- **YOUR GOAL**
Could you rewrite the rows from the line containing "Could you kindly pick out the second" up to and including the last line, with "second story wall" changed to "upper story wall" and nothing else altered?

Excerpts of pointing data
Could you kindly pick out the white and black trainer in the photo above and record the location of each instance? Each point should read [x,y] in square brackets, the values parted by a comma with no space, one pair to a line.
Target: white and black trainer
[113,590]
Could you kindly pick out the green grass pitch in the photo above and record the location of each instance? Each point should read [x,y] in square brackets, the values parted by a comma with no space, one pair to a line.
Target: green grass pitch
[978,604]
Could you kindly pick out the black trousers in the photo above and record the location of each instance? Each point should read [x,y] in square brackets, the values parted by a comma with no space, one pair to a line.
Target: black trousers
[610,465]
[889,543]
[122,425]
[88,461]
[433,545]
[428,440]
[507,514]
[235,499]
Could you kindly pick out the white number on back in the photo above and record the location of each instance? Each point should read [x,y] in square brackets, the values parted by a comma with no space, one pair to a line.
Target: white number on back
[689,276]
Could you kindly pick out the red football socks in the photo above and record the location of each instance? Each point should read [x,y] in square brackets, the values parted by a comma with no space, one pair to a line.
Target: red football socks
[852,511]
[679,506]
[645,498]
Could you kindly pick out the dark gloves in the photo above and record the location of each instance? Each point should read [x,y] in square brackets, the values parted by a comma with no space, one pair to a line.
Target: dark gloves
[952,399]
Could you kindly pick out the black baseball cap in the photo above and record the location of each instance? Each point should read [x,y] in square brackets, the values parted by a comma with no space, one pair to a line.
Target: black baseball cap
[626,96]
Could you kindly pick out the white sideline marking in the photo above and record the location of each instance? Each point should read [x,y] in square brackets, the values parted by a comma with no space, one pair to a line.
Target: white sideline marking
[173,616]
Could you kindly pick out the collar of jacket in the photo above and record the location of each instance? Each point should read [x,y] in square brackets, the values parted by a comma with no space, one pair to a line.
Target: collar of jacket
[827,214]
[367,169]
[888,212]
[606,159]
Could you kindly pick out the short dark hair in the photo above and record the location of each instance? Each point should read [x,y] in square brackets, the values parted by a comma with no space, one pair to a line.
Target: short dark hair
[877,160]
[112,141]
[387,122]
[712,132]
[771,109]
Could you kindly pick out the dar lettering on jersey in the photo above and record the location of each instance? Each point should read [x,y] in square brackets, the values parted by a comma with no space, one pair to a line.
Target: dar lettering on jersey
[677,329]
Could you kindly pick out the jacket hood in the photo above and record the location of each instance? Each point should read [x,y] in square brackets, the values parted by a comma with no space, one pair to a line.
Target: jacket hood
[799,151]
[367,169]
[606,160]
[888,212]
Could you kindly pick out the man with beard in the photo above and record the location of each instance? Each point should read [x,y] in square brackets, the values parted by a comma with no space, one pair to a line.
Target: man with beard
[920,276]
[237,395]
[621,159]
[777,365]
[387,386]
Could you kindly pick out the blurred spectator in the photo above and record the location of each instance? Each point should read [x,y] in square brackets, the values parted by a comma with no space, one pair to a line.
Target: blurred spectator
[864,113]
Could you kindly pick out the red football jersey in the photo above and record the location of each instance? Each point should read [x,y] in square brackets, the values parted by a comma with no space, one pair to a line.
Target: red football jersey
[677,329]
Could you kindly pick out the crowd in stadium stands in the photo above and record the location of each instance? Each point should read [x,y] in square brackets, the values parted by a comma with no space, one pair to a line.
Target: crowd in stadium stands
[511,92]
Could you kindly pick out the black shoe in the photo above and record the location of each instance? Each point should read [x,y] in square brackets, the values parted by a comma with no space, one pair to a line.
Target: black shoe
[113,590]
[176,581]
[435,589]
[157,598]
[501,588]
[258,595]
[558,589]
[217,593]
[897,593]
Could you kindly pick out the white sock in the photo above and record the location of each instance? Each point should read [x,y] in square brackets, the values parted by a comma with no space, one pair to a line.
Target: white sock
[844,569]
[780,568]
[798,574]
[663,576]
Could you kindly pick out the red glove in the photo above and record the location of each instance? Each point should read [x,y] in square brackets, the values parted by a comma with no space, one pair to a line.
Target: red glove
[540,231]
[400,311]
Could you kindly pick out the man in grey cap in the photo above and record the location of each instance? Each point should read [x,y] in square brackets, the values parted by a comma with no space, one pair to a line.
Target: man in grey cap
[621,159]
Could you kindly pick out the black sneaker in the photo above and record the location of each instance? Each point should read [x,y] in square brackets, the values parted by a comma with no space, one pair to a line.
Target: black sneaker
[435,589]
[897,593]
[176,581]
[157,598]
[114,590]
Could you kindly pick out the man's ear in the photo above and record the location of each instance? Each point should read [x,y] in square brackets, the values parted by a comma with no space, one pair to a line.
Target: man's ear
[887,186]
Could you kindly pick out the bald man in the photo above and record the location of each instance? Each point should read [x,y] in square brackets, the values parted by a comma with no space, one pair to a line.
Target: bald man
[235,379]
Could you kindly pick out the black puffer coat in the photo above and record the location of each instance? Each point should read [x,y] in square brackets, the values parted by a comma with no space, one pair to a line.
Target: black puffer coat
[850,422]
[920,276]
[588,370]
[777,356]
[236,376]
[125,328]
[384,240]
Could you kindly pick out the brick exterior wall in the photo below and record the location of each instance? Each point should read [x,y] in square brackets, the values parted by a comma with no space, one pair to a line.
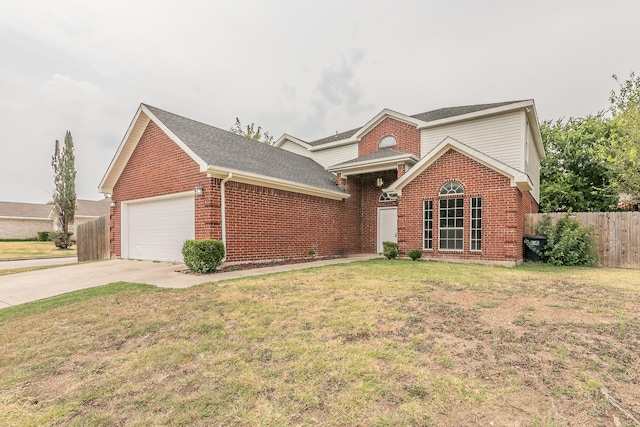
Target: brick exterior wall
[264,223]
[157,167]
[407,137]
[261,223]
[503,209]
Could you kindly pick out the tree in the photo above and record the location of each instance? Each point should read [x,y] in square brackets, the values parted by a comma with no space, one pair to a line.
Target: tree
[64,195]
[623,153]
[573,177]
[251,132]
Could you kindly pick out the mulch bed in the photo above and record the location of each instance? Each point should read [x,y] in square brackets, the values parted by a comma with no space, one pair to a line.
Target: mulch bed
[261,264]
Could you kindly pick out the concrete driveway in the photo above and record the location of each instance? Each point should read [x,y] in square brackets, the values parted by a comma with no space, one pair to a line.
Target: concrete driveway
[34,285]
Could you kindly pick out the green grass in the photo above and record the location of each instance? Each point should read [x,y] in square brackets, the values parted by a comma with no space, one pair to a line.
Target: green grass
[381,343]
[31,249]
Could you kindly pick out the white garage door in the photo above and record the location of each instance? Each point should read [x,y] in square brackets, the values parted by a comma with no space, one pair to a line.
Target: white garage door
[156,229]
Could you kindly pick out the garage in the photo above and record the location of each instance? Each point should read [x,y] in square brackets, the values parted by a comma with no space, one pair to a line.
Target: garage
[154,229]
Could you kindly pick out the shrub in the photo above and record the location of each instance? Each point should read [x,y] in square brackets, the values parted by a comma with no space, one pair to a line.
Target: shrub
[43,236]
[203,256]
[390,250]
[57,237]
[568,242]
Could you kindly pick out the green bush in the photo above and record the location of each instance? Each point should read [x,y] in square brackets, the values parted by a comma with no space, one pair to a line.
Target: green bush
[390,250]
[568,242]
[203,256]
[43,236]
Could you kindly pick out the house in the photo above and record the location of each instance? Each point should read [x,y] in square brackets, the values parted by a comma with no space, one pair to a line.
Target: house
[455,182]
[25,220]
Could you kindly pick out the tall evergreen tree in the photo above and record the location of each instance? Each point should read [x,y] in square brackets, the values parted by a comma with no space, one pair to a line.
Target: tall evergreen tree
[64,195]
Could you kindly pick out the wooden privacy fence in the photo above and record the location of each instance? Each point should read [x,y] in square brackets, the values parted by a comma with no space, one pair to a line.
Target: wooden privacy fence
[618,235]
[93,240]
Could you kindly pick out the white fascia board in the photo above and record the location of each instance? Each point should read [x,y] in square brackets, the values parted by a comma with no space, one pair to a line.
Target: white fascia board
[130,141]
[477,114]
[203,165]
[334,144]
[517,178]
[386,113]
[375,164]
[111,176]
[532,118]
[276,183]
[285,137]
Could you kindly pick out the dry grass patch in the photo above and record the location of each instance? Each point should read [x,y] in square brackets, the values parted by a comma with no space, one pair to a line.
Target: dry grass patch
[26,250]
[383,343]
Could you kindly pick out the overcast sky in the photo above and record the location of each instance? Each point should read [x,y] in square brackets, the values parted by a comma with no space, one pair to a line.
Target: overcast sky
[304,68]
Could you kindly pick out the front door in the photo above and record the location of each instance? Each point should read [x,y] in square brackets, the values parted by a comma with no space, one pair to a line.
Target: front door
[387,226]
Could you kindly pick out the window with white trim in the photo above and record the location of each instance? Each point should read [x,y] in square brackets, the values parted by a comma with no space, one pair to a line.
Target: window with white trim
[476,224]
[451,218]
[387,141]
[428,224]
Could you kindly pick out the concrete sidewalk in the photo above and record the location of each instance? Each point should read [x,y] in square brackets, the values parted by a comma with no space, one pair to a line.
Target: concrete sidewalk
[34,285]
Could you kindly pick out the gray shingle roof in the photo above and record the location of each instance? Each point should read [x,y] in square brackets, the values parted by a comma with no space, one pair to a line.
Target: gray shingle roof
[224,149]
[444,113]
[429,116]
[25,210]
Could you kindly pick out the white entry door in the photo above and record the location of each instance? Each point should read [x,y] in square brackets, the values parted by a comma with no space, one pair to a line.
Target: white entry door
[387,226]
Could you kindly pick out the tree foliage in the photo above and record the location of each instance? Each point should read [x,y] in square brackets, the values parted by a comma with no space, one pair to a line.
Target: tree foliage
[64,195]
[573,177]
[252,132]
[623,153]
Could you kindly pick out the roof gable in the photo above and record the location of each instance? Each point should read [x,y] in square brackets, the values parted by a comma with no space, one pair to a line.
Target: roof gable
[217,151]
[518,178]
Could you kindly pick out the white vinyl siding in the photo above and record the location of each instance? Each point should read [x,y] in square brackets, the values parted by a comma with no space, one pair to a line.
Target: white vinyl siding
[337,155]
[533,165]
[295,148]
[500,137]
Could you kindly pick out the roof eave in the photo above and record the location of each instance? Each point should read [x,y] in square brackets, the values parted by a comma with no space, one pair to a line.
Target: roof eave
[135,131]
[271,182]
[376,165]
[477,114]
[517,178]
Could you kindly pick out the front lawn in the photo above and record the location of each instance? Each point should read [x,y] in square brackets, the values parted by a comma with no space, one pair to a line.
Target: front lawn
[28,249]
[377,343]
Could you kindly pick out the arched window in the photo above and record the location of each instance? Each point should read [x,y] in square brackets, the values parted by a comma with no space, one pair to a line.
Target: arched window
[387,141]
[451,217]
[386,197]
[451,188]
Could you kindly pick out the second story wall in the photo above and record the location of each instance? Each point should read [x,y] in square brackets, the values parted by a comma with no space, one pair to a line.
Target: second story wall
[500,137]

- **RESPONSE TO THIS EXERCISE**
Could you kindly pick out the upper story wall in the photo above and record the location of each instance? Each point should read [x,y] in square brackets, the values parted by a comma with no space, one pair to a line.
Target: upper story wall
[500,137]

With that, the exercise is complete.